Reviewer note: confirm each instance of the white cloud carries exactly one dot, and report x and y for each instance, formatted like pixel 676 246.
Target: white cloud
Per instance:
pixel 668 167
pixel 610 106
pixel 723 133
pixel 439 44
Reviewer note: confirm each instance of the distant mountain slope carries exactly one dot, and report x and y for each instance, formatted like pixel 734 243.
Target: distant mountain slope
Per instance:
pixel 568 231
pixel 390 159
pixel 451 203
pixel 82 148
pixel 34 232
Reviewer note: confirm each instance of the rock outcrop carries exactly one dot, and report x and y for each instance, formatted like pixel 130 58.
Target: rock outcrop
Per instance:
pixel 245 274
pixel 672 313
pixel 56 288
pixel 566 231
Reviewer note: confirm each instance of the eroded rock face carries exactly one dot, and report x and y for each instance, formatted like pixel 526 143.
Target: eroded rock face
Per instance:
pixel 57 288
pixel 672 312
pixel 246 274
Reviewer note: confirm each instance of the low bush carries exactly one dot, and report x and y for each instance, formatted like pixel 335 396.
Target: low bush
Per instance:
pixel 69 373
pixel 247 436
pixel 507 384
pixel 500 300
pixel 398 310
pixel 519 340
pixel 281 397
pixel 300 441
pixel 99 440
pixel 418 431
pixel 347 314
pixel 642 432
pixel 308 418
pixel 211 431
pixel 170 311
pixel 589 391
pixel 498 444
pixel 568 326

:::::

Exercise brief: What you need to do is retype all the entries exactly as written.

Answer for the task:
Reviewer note: confirm each instance of the white cloud carries exactly one dot, and report x and y for each instance, formatted like pixel 676 246.
Target: white cloud
Per instance:
pixel 668 167
pixel 610 106
pixel 723 133
pixel 439 44
Reviewer note: confirm each instance of the distant mountain slope carries exactly one dot, and report x and y for each instance, formatted like pixel 734 243.
Target: distant mountain slope
Per instance:
pixel 568 231
pixel 390 159
pixel 451 203
pixel 82 148
pixel 34 232
Reviewer note: confirm each instance of the rock outcrop carries exactly one dot, and report x and y for each instance, formatted like pixel 130 58.
Target: rock outcrop
Per instance:
pixel 245 274
pixel 672 313
pixel 56 288
pixel 566 231
Reviewer note: confirm each instance of the eroded rock face carries exactly one dot, and report x and y for each instance, formatted like pixel 526 143.
Target: eroded rock face
Per instance:
pixel 57 288
pixel 672 312
pixel 246 274
Reviewer note: confirm each instance of the low bush carries exactly one dot, and report x and y for each instance, formatted like pixel 335 396.
Target: low bush
Per instance:
pixel 69 373
pixel 247 436
pixel 507 384
pixel 500 300
pixel 398 310
pixel 519 340
pixel 281 397
pixel 300 441
pixel 99 440
pixel 418 431
pixel 347 314
pixel 642 432
pixel 308 418
pixel 211 431
pixel 170 311
pixel 589 391
pixel 498 444
pixel 568 326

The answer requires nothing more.